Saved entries
"""

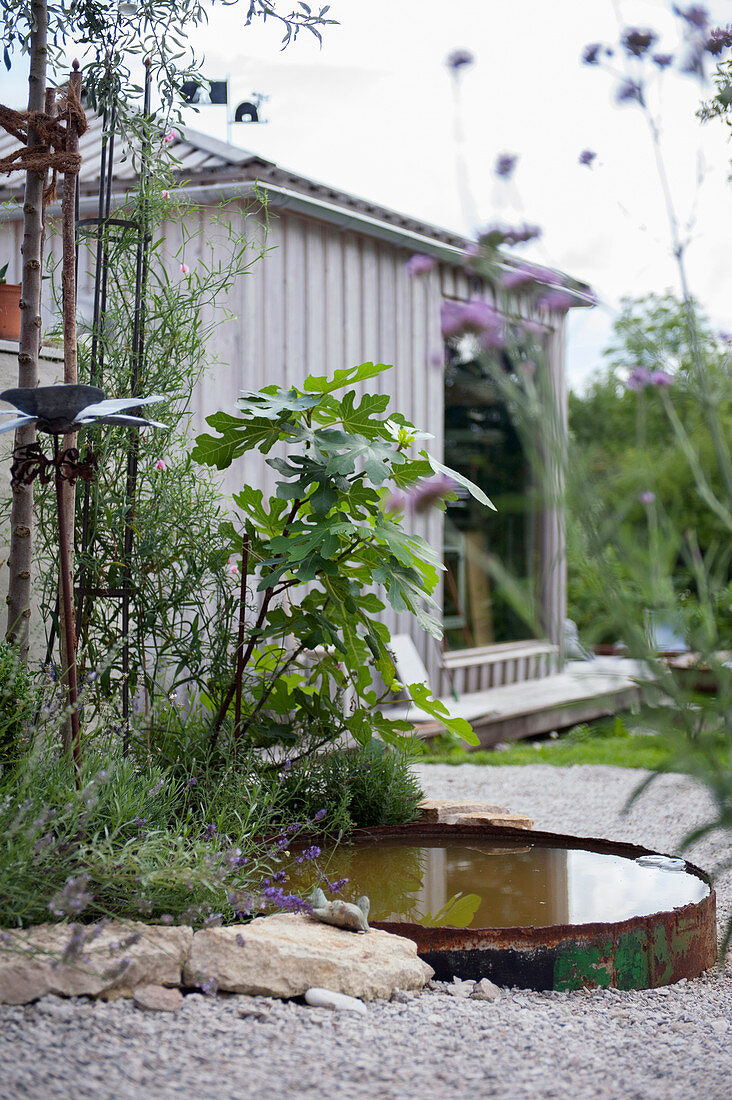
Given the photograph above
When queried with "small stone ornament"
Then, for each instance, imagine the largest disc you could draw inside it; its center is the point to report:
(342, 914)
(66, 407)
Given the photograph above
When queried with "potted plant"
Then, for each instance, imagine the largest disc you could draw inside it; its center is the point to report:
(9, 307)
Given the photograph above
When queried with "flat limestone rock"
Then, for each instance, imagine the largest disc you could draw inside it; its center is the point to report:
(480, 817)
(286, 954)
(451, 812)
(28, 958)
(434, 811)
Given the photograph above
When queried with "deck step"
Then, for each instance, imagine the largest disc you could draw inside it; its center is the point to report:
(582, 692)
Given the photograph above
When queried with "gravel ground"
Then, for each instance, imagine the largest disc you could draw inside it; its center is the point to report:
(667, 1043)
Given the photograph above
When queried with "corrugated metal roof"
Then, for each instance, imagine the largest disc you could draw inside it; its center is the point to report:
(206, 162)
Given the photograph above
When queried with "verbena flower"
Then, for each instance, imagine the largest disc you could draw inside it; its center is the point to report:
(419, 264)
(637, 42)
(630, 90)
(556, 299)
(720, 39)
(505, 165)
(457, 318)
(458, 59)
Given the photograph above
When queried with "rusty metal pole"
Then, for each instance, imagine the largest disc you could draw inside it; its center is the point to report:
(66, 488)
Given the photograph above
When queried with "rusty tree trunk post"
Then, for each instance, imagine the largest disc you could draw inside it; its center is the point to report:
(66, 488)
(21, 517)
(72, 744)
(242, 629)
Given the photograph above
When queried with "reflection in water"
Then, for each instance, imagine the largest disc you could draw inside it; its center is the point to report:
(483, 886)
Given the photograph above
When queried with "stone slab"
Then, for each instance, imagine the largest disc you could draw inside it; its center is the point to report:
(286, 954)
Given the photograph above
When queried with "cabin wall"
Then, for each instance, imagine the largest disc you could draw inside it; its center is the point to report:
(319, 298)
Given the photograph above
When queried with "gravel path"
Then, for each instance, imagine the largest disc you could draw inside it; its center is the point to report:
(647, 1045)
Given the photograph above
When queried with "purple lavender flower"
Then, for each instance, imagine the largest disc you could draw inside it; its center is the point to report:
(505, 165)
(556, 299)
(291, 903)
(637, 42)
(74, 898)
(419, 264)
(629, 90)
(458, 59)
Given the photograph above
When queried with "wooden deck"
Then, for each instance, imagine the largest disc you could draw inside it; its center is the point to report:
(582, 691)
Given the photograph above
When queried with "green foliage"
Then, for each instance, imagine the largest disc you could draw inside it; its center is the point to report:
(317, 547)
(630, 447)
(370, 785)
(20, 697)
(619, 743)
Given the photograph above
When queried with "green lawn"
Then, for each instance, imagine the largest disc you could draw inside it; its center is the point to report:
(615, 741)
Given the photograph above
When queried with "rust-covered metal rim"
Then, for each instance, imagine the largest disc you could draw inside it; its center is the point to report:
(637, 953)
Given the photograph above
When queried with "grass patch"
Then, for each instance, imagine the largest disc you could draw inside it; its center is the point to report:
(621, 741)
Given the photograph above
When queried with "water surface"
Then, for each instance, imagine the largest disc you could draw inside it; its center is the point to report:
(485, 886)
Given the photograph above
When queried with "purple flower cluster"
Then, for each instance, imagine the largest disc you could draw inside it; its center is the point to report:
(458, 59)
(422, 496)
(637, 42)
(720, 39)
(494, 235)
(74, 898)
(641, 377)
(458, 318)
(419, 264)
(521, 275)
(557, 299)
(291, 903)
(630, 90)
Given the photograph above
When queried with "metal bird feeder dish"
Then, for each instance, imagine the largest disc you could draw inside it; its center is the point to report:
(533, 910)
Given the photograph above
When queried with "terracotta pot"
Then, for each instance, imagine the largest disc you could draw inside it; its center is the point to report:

"""

## WHAT IS EXPECTED
Reproduce the records, all of them, word for word; omit the pictures.

## OUTPUT FOR THIS EXERCISE
Given the photograph above
When queried with "small stone ornament"
Then, for each instance, imagine the largest disc you could draw inside it; its center is the point to report:
(342, 914)
(66, 407)
Given the photograph above
When queried with "potted plant"
Then, for each instance, imagine the largest disc you could draw inside it; its center is the point to report:
(9, 307)
Given the photograph above
When queried with "flat limestone rock"
Then, for each instance, imagine the largest disc you could draw inside it; its center is the point to report:
(480, 817)
(286, 954)
(451, 812)
(28, 958)
(434, 811)
Given the photograph above
When queried with "deck step"
Then, for each instance, imagine the largest disc you could draw inside it; its center is the point to report:
(582, 692)
Given the photograph above
When queried with "gravel ground"
Then, for each instance, imagine the largest disc you could draw inside it; its center is the point to report:
(667, 1043)
Given the photograph above
When queried with "corrugated metal roof"
Then, for each instance, imagine the largest disc you could draw inside it; its center is the point to report:
(206, 162)
Given the photograph above
When queried with "verbena flower"
Then, for each instance, imagine the largest disc you could draw inside it; its center is the point to report:
(419, 264)
(637, 42)
(630, 90)
(556, 299)
(720, 39)
(505, 165)
(457, 318)
(458, 59)
Given the photograph above
When queried with "rusty metal pole"
Then, for each instance, imagine the largest disc you could draw inside it; its center is the point to report:
(66, 488)
Given the photograph above
When queried with "rusty tree trunk post"
Then, for each instance, imagine the largest disc you could draw inside it; its center is the point to report:
(66, 488)
(21, 517)
(72, 744)
(242, 629)
Given the photograph above
When queried with "reflection in water"
Then, for each instance, imagine the largest disc you could draw inside it; its center is the point to report:
(483, 886)
Given the photograph above
When queried with "stone slab"
Then, for each instance, imagine the largest disc you could draw inside it; its center is the point to report:
(286, 954)
Given the photograph above
When queried with "cabin wall"
Then, for each instance, imagine the largest disc you could draw inside it; its center is the point to report:
(319, 298)
Given the photograph above
When queried with "gravel path"
Then, for each instance, imagine the largest disc you could draw inside it; its center is the point to report:
(647, 1045)
Given the photograph above
When queried with "purple lavender flower"
Then, for each instance, imagine the largest disc you could draw inside it; its center is the point to report:
(505, 165)
(556, 299)
(291, 903)
(637, 42)
(74, 898)
(419, 264)
(629, 90)
(458, 59)
Given the photograph above
When queried with "wooden deck"
Then, for each instance, imagine the largest disc you could draw inside it; its center is the point to report:
(582, 691)
Given the photograph above
When queried with "green foliage"
Then, for each instance, imagine the largest disc you could draw inside it; its center is the point to report:
(317, 547)
(630, 447)
(370, 785)
(20, 697)
(619, 743)
Given the photograph above
When queried with "green lawn"
Then, for each instance, imagine the largest disc you could draw inside it; its center is the point to report:
(615, 741)
Given the photograph above
When queried with "rust-covered metal rim"
Then, for each instance, imagine the largest disc you could draw inside it; its center is the point to report:
(637, 953)
Given the photograph above
When queried with "grass patch"
Then, for each instance, imagine the largest disc you could draw inside it; its center is the point to report:
(621, 741)
Given the photograph above
When queried with "water surface"
Then, for each instance, imagine the largest disc you could draw inside it; its center is the point to report:
(485, 886)
Given the photograph above
When queried with "purple flower cluster"
Then, for each instance, imagine the largest disc you could draw inside it; its center is the point to report:
(458, 59)
(422, 496)
(637, 42)
(720, 39)
(494, 235)
(74, 898)
(641, 377)
(458, 318)
(419, 264)
(521, 275)
(557, 299)
(291, 903)
(630, 90)
Given the photograph above
When queried with "metal bird feeder dish"
Then, for each instance, imagine the largest disc you could draw inside it; its center is the point to report:
(533, 910)
Given the photograph above
When queried with "terracotta pot"
Then, for each instance, imagine the largest disc you could draw inside it; its center is the point to report:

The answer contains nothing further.